WHAT THIS TASK INVOLVES:
Write out the entries below once more, exactly, with the pictures left out.

Natural-language object grounding data:
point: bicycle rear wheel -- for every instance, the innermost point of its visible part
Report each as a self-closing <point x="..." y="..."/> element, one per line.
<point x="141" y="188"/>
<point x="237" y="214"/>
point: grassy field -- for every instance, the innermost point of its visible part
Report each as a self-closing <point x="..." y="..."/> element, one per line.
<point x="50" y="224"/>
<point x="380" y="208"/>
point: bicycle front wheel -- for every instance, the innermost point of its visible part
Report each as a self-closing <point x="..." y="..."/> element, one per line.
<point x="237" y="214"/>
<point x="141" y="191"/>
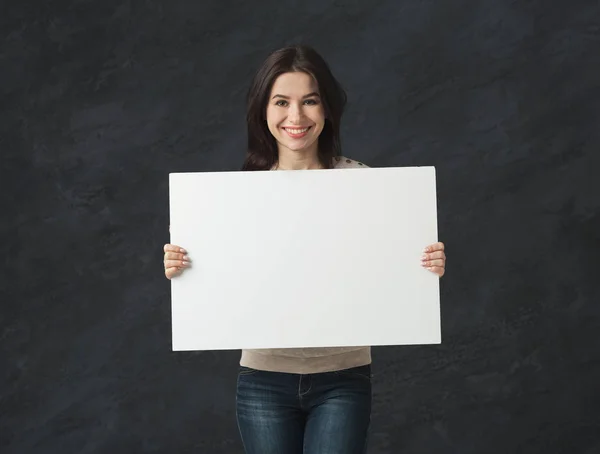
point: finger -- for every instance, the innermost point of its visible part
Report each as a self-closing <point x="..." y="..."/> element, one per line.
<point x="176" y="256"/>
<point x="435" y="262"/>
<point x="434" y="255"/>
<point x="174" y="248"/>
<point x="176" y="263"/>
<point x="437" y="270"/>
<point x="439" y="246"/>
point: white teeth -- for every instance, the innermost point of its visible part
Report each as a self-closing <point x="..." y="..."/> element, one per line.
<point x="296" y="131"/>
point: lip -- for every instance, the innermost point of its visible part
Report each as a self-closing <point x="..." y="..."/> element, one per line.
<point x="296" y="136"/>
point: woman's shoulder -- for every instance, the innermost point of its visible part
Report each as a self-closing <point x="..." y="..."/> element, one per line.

EXPECTED ANSWER:
point: bicycle rear wheel -- for every instance, the innermost point of its visible part
Report each as a self-closing <point x="..." y="..."/> element, one per line.
<point x="141" y="188"/>
<point x="237" y="214"/>
point: grassy field -- for every instance, the innermost point of its visible part
Report each as a self-closing <point x="..." y="..."/> element, one per line.
<point x="50" y="224"/>
<point x="380" y="208"/>
point: bicycle front wheel -- for every instance, the innermost point of its visible part
Report each as a self-closing <point x="..." y="..."/> element, one per line.
<point x="237" y="214"/>
<point x="141" y="191"/>
point: finger -- for every instance, the innermost point of its visible part
Report each as a self-closing <point x="..." y="..."/> element, one per line.
<point x="176" y="256"/>
<point x="435" y="262"/>
<point x="434" y="255"/>
<point x="174" y="248"/>
<point x="176" y="263"/>
<point x="437" y="270"/>
<point x="439" y="246"/>
point: white teeth -- for every instance, the innermost point of its visible part
Report each as a self-closing <point x="..." y="..."/> element, one per line.
<point x="296" y="131"/>
point: lip -- for every instance, the innermost point of its visible part
Report each as a self-closing <point x="..." y="..."/> element, one per line.
<point x="296" y="136"/>
point: woman's shoulder -- for every instance, the innermost point of its visible part
Report each as a self-closing <point x="..." y="..."/> element, one per line.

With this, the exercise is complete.